-------- Text for analysis --------

Simple self-service features
Internal systems can issue digital payslips and store payroll documents in one place. Gartner reports that 47% of HR leaders plan to prioritise HR technology, which highlights the growing need for systems that reduce administrative requests and give employees straightforward access to their information.
Use payroll data for forecasting
When organisations keep payroll data in house, they can analyse trends in compensation, workforce growth, benefits spending and labour costs. This helps with planning and supports wider HR priorities. Gartner’s research shows that 60% of HR leaders are focusing on leader and manager development, 53% are concentrating on organisational culture, 46% are prioritising change management, and 42% are working on future of work strategies. Reliable payroll data contributes to each of these areas because it provides insight into workforce patterns, costs and organisational structure.
What are the drawbacks of in-house payroll?
Room for error
UK businesses could be losing as much as £150,000 a year through payroll errors. However, much of the risk could be mitigated by using HR software that allows for automation – 72% of companies are still estimated to be using manual processes.
Compliance management
When you manage payroll in house, compliance around holiday pay, national minimum wage, taxation and much more becomes your responsibility. Compliance is becoming ever-more complicated and major organisations like KPMG do not expect this to let up, anticipating the trend of increasingly complex workforce compliance to continue.
Time-consuming processes
Payroll is complex and the processes involved take time – even with effective automation, systems and processes still need to be properly managed. This can significantly impact the ways that teams spend their time, reducing their ability to take on other important tasks. Time is precious across functions, but particularly important for HR and payroll teams; an AI-enabled HR and payroll system like PeopleXD Evo can give time back to your teams.

--------

**Exercise tasks**
A - List every HR leader priority that the passage on in-house payroll attributes to Gartner, with the percentage given for each.
B - Write a continuation of the passage on in-house payroll, starting right after its final sentence.

-------- Material provided --------

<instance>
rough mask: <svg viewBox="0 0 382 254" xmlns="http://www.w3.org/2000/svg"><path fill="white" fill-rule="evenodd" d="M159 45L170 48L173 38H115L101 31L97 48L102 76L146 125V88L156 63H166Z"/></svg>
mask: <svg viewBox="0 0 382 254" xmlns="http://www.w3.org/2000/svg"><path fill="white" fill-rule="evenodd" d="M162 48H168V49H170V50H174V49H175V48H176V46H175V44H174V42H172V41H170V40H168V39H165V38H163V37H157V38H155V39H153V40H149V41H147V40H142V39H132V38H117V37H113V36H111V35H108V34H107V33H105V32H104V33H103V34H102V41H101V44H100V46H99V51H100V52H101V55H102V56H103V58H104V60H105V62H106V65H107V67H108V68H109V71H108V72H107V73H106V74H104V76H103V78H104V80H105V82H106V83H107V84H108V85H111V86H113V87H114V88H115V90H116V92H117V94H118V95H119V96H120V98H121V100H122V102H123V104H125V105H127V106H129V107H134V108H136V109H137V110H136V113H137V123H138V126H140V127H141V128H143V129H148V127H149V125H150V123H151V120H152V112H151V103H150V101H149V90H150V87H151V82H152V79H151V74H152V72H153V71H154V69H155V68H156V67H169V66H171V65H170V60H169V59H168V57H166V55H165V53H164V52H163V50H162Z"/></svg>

--------

**Answers below**
A -
- Prioritizing HR technology: 47%
- Leader and manager development: 60%
- Organizational culture: 53%
- Change management: 46%
- Future of work strategies: 42%

B -
“I’m spending too much time on the tech, not enough time with my people. Frankenstack was a great intention—it was the right thing to do to get the depth—but you’re not leveraging that depth if you’re spending all your time servicing the integration between those two points. The promise didn’t quite live up. You think, ‘I’ll take product A and product B and integrate them and of course this will flow from here to here.’ But what’s happening now is customers are saying, ‘I’m spending too much time on the tech, not enough time with my people.’”
Oli Quayle, AI Evangelist at The Access Group, Mastering the Employee Lifecycle, part of our Do the Best Work of Your Life series.
Cost
Time is money, particularly in cost centres such as HR and finance departments. Could your team be spending their time on valuable endeavours if you were to outsource payroll instead? If you need to hire new team members to take on payroll, there are also recruitment, onboarding and time to productivity costs to factor in.
Resourcing
Payroll is a specialised function that needs to be managed by trained, skilled employees. Having the necessary resources in house can be expensive and gaps can be left when people leave the team, take annual leave or are off sick.
What is outsourced payroll?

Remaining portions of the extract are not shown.